EXTRACTED TEXT:
Tuesday, 29 October 2019

Review: A Book of Secrets by Kate Morrison

My introduction to Kate Morrison was her paper 'Go back & fetch what you forgot': building a fictional character from the archives presented at What’s Happening in Black British History V Workshop in October 2016 which included her announcing she had a book deal that was A Book of Secrets, all while cradling her sleeping baby!

Kate Morrison presenting on building a fictional character from the archives
The approach she discussed at that workshop produced this work of fiction based on the lives of black Africans who lived in Tudor England working in domestic services and as craftsmen and women. Morrison’s fiction contrasts with the facts in Miranda Kaufmann’s Black Tudors: The Untold Story and Onykea Nubia's Blackamoores: Africans in Tudor England, Their Presence, Status and Origins who both describe the African presence from their researches in the archives. Morrison, with equal academic rigour to researching the archives takes the facts from her diligent scholarship and through her masterful storytelling skills brings the black African Tudor presence to life making it real, making it human, giving it flesh and blood with emotions and desires.

TASK REQUIREMENTS:
1 > At which workshop did Kate Morrison present her paper, according to the review of A Book of Secrets?
2 > Which book titles does the review of A Book of Secrets mention? List every one.
3 > Carry on the review of A Book of Secrets from its last sentence.

Records from a data collection:
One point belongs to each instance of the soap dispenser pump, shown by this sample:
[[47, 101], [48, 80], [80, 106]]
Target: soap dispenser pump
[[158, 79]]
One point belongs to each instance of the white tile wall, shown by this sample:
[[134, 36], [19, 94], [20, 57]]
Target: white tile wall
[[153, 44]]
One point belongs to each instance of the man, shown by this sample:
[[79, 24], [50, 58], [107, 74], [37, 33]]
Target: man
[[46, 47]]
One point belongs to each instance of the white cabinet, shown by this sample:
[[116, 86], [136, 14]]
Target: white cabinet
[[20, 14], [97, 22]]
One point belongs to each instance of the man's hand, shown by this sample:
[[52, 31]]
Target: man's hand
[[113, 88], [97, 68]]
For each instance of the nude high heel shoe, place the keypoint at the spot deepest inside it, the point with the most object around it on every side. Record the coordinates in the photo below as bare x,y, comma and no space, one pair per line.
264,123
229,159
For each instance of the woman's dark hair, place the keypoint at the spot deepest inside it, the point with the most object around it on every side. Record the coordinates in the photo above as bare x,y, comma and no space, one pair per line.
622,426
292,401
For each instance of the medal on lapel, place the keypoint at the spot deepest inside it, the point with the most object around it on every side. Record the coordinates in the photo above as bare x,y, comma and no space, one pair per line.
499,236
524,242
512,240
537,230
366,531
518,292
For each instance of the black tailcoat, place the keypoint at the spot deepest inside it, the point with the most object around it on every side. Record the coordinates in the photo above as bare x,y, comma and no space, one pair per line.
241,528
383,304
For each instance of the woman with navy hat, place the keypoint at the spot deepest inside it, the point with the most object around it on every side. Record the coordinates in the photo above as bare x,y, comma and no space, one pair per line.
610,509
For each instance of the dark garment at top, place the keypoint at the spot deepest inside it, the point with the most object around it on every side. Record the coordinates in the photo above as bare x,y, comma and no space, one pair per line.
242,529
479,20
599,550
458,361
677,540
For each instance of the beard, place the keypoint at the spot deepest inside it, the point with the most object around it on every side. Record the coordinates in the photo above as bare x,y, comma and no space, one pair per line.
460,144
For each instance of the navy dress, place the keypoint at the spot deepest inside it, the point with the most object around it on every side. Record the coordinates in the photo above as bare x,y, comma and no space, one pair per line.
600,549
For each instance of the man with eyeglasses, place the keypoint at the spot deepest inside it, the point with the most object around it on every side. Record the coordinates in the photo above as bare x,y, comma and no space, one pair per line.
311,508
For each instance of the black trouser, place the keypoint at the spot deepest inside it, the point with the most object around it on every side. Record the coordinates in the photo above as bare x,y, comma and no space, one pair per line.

FINAL RESULTS:
1 > What’s Happening in Black British History V Workshop, in October 2016.

2 > A Book of Secrets; Black Tudors: The Untold Story; Blackamoores: Africans in Tudor England, Their Presence, Status and Origins

3 >
Her book is not just the story of the life and times of Suky/Susan Charlewood/Nsowah a black woman and her struggle for survival in Elizabethan England, it is much richer, deeper and wider telling stories of class, religion, death, love and sex set against the spiritual and secular suspicions and fears of the day, telling the story of a black woman making her way seeking to understand her heritage and find her true identity in a world of national and international, brutal religious strife and military intrigue. Morrisons skilfully examines and reveals the political and religious climate of the time, as England wanted its own sovereignty not that of the Pope, not unlike the demands of the Leavers in Britain’s BREXIT debate.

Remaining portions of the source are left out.